STATED EXERCISE A:
Reproduce the passage on filmmakers' declining talent from "What Coppola, Powell, Roeg" to "Women in Love.".

TEXT EXTRACT:

A common note sounds through all these retrospective celebrations which is rather embarrassing for cinema. Paul Schrader got it right a few years ago. “Looking back at my movies is a lose-lose situation,” he said. “If they seem bad, you think ‘my God, I had no talent’; if they seem good, you think ‘my God, where has my talent gone?'”

What Coppola, Powell, Roeg and Russell have in common is that their talents went long before their time was up. In a flash of accelerated ageing, they became old pygmies remembering themselves as virile titans. Now, when Coppola makes a film like Jack, it is as anodyne as Apocalypse Now was grand. Powell’s Age of Consent was as execrable as his wartime collaborations with Emeric Pressburger had been glorious. Roeg’s decline started with the aptly titled Insignificance, which came after a string of masterpieces such as Don’t Look Now and Bad Timing. Ken Russell’s late work must surely have been directed by a talentless acolyte of the man who once made Women in Love.

LISTING:

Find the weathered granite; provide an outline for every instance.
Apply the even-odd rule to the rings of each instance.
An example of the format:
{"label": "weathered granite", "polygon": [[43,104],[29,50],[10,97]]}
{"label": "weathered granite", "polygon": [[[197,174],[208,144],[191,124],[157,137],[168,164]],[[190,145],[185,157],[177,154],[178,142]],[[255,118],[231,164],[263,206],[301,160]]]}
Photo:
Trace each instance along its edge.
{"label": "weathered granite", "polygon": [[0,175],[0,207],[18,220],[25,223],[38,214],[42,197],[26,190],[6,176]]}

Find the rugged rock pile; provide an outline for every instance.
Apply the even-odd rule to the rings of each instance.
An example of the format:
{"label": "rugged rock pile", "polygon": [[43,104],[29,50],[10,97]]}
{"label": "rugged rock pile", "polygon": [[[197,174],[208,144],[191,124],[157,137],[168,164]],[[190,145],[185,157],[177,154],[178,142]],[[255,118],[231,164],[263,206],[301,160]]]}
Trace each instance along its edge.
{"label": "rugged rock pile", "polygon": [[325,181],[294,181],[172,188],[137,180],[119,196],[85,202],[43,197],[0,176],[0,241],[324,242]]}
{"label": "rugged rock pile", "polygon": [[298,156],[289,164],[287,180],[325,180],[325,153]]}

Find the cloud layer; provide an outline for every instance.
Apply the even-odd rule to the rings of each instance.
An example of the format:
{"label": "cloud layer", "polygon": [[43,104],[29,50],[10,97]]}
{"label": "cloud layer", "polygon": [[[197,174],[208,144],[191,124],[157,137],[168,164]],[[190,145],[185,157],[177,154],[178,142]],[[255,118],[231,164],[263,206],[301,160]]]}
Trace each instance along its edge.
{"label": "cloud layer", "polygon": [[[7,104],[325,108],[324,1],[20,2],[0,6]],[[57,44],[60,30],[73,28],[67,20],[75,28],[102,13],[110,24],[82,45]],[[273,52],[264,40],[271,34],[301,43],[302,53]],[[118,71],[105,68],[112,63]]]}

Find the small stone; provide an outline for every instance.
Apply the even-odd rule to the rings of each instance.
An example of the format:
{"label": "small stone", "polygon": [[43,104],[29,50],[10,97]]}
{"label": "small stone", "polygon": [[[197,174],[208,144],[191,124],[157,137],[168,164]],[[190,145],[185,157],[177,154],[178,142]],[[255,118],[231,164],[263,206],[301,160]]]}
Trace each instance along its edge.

STATED EXERCISE B:
How many lines of the entries contain the string "granite"? Reply with the number alone.

ANSWER A:
What Coppola, Powell, Roeg and Russell have in common is that their talents went long before their time was up. In a flash of accelerated ageing, they became old pygmies remembering themselves as virile titans. Now, when Coppola makes a film like Jack, it is as anodyne as Apocalypse Now was grand. Powell’s Age of Consent was as execrable as his wartime collaborations with Emeric Pressburger had been glorious. Roeg’s decline started with the aptly titled Insignificance, which came after a string of masterpieces such as Don’t Look Now and Bad Timing. Ken Russell’s late work must surely have been directed by a talentless acolyte of the man who once made Women in Love.

ANSWER B:
4